» **Task description**:
Give the records again exactly, with every character kept.

» **Excerpted data**:
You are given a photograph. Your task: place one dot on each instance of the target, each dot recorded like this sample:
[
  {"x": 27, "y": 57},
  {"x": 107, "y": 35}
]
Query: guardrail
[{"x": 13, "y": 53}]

» **Answer to this problem**:
You are given a photograph. Your task: place one dot on each instance of the target, each dot recorded like this sample:
[
  {"x": 27, "y": 57},
  {"x": 107, "y": 35}
]
Query: guardrail
[{"x": 13, "y": 53}]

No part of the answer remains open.